Some rows
>>>>

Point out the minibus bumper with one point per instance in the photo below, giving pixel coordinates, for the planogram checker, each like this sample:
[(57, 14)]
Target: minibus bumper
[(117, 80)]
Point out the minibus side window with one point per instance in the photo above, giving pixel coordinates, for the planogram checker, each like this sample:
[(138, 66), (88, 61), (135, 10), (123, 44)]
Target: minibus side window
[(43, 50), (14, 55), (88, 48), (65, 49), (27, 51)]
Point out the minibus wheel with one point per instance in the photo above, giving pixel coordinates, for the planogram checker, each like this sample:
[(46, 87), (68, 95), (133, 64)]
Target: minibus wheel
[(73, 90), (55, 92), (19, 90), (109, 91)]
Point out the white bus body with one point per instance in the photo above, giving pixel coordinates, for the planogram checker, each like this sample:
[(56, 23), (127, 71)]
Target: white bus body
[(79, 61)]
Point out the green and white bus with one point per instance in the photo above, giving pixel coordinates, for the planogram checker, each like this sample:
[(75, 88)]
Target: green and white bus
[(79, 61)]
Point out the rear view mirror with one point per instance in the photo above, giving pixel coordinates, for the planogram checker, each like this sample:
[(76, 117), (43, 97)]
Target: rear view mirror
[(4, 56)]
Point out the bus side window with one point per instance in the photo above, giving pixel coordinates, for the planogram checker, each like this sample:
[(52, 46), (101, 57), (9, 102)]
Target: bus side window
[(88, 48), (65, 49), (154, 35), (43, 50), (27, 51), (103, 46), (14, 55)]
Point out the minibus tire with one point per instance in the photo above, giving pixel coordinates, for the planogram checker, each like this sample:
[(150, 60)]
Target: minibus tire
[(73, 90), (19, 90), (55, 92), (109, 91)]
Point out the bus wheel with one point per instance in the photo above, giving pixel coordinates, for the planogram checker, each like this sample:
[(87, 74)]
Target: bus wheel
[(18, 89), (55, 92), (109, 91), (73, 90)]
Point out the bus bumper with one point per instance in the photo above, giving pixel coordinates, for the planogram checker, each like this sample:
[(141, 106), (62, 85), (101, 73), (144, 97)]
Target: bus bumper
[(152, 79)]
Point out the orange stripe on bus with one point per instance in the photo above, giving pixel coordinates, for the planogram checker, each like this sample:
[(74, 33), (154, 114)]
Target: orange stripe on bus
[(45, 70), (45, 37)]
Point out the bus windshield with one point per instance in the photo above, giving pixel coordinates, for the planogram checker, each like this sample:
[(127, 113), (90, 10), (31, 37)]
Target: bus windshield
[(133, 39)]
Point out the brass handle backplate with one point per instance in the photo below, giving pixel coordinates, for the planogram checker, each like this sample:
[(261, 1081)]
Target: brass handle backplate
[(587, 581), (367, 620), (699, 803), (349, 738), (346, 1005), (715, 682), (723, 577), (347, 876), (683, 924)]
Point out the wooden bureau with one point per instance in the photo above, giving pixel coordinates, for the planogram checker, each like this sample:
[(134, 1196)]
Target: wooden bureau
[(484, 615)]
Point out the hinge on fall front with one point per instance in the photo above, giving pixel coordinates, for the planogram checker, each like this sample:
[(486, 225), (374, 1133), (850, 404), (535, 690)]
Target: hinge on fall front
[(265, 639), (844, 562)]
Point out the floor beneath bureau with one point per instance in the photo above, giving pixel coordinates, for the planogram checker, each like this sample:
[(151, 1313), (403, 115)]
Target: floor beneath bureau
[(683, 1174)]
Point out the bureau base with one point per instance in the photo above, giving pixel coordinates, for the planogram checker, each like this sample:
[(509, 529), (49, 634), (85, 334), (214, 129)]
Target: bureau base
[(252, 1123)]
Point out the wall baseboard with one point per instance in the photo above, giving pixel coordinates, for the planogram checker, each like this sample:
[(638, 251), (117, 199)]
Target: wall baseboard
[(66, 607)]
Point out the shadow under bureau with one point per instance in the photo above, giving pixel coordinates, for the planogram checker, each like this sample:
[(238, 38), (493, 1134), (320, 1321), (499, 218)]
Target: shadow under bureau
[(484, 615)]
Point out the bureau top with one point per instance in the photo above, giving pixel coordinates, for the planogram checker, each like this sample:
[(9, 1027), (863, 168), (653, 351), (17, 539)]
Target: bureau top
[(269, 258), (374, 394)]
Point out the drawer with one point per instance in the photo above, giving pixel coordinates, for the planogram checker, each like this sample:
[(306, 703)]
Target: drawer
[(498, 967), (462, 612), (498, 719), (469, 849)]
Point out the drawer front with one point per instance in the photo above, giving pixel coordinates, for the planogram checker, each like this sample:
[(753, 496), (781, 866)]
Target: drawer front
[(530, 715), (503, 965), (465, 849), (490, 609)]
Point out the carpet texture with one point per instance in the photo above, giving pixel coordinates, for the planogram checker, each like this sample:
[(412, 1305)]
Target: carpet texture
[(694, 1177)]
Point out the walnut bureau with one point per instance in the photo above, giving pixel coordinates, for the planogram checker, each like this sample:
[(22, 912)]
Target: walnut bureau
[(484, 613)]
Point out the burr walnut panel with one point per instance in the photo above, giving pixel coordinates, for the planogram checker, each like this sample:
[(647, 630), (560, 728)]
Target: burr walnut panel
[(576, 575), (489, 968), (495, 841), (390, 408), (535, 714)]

<<<<

Instructions to follow: Recast every line of the rows above as a Markdown table with two columns, No. and Line. Skip blank lines.

Exercise result:
| No. | Line |
|---|---|
| 1 | Point out the minibus bumper with one point per instance in the photo below, giving pixel coordinates, for the planogram checker, each like this sample: |
| 2 | [(57, 14)] |
| 3 | Target: minibus bumper |
| 4 | [(117, 80)] |
| 5 | Point out the minibus side window with one point per instance in the photo above, giving pixel coordinates, for the planogram checker, each like this sample: |
| 6 | [(138, 66), (88, 61), (135, 10), (123, 44)] |
| 7 | Target: minibus side window |
| 8 | [(43, 50), (14, 55), (88, 48), (65, 49), (27, 51)] |
| 9 | Point out the minibus wheel with one point per instance in the photo above, giving pixel coordinates, for the planogram checker, each like this sample: |
| 10 | [(46, 87), (68, 95), (133, 64)] |
| 11 | Target: minibus wheel |
| 12 | [(73, 90), (55, 92), (19, 90), (109, 91)] |
| 13 | Point out the white bus body with one point per instance in the photo above, giving pixel coordinates, for the planogram checker, each like this sample: |
| 14 | [(56, 23), (127, 71)] |
| 15 | Target: white bus body |
| 16 | [(79, 61)] |
| 17 | Point out the green and white bus with one point per instance in the photo above, giving pixel coordinates, for the planogram checker, each like this sample: |
| 18 | [(75, 88)] |
| 19 | Target: green and white bus |
| 20 | [(79, 61)] |
| 21 | Point out the rear view mirror with one point per instance in the photo above, giving pixel coordinates, for the planogram checker, each like this sample: |
| 22 | [(76, 117), (43, 97)] |
| 23 | Target: rear view mirror |
| 24 | [(4, 56)] |
| 25 | Point out the bus side window with one point per instance in the photo above, giving pixel coordinates, for the planogram checker, each like this sample: |
| 26 | [(52, 46), (101, 57), (9, 102)] |
| 27 | Target: bus side window |
| 28 | [(88, 48), (65, 49), (154, 35), (43, 50), (27, 51), (103, 46), (14, 55)] |
| 29 | Point out the minibus tire with one point per instance in the photo above, giving pixel coordinates, for the planogram checker, each like this sample: |
| 30 | [(150, 60)] |
| 31 | Target: minibus tire |
| 32 | [(73, 90), (19, 90), (55, 92), (109, 91)] |
| 33 | Point out the bus wheel with one point per instance in the photo above, giving pixel coordinates, for the planogram checker, each like this sample: |
| 34 | [(87, 74)] |
| 35 | Target: bus wheel |
| 36 | [(18, 89), (55, 92), (109, 91), (73, 90)] |
| 37 | Point out the bus bumper with one point per instance in the photo above, giving pixel coordinates, for the planogram checker, each like this sample: |
| 38 | [(141, 106), (62, 85), (101, 73), (144, 97)] |
| 39 | Target: bus bumper |
| 40 | [(152, 79)] |
| 41 | Point out the orange stripe on bus with one point per instance in the photo above, giving pixel coordinates, for the planogram checker, each like this sample: |
| 42 | [(74, 33), (154, 114)] |
| 43 | Target: orange stripe on bus |
| 44 | [(45, 70), (45, 37)] |
| 45 | Point out the bus windshield with one point per instance in the photo above, giving pixel coordinates, for the planogram checker, each like this sample: |
| 46 | [(127, 113), (90, 10), (31, 37)] |
| 47 | Target: bus windshield |
| 48 | [(133, 39)] |
| 49 | Point out the brass handle backplate with one point per instance in the photo below, giving pixel coordinates, for the planogram checker, each like this sample: |
| 50 | [(261, 1081)] |
| 51 | Target: brass handle backplate |
| 52 | [(587, 581), (367, 620), (699, 803), (349, 738), (346, 1005), (715, 682), (723, 577), (347, 876), (683, 924)] |
| 53 | Point out the wooden bureau with one point per instance in the photo above, giving pixel coordinates, for the planogram checker, each like this sample: |
| 54 | [(134, 1196)] |
| 55 | Target: wooden bureau |
| 56 | [(484, 615)] |
| 57 | Point out the hinge on fall front with one point per instance in the photo above, giving pixel coordinates, for the planogram checker, each like this sample: |
| 58 | [(486, 225), (374, 1133), (850, 404), (535, 690)] |
| 59 | Target: hinge on fall front |
| 60 | [(265, 639), (844, 562)] |
| 61 | Point out the floor beneath bureau with one point per instance in the photo above, giving pixel coordinates, for the planogram checker, each like this sample: |
| 62 | [(151, 1313), (403, 115)] |
| 63 | Target: floor beneath bureau |
| 64 | [(683, 1174)] |
| 65 | Point out the bureau base with one point per instance in the photo above, giving pixel coordinates, for the planogram checker, each like this sample: |
| 66 | [(509, 529), (49, 634), (85, 334), (214, 129)] |
| 67 | Target: bureau base |
| 68 | [(252, 1123)] |
| 69 | Point out the wall baseboard with one point per instance in the photo above, giving pixel coordinates, for the planogram checker, each like this sample: |
| 70 | [(638, 251), (117, 199)] |
| 71 | Target: wall baseboard |
| 72 | [(66, 607)] |
| 73 | Point out the shadow under bureau with one point per instance in the photo above, giving pixel coordinates, for the planogram checker, each like this sample: |
| 74 | [(238, 38), (493, 1134), (320, 1321), (499, 218)] |
| 75 | Target: shadow under bureau |
| 76 | [(484, 615)] |
| 77 | Point out the bureau top with one point per instance in the photo above, giving pixel coordinates, for the planogram checker, each like this sample: |
| 78 | [(9, 1027), (863, 168), (653, 351), (17, 539)] |
| 79 | Target: bureau top |
| 80 | [(269, 258), (374, 394)] |
| 81 | Point out the drawer with one point per instance in the photo above, giving pixel coordinates, for the planogram checker, each like this sample: |
| 82 | [(306, 703)] |
| 83 | Target: drawer |
| 84 | [(498, 967), (462, 612), (498, 719), (469, 849)] |
| 85 | Point out the drawer front with one point per instance in the photo above, giving pixel coordinates, for the planogram checker, each like this sample: |
| 86 | [(753, 496), (781, 866)] |
| 87 | Target: drawer front |
| 88 | [(530, 715), (503, 965), (465, 849), (490, 609)] |
| 89 | Point out the carpet texture with one point per instance in the photo above, giving pixel coordinates, for the planogram checker, each like this sample: |
| 90 | [(412, 1305)] |
| 91 | Target: carpet texture |
| 92 | [(694, 1177)] |
| 93 | Point out the walnut bureau with one point per instance in the photo above, giving pixel coordinates, for the planogram checker, each like this sample: |
| 94 | [(22, 912)] |
| 95 | Target: walnut bureau |
| 96 | [(484, 613)] |
| 97 | Point out the burr walnut panel with one point per instance in the photo above, giving pixel coordinates, for the planogram checker, each like this sample: |
| 98 | [(647, 630), (560, 728)] |
| 99 | Target: burr walnut panel |
| 100 | [(576, 575), (489, 968), (495, 841), (390, 408), (535, 714)] |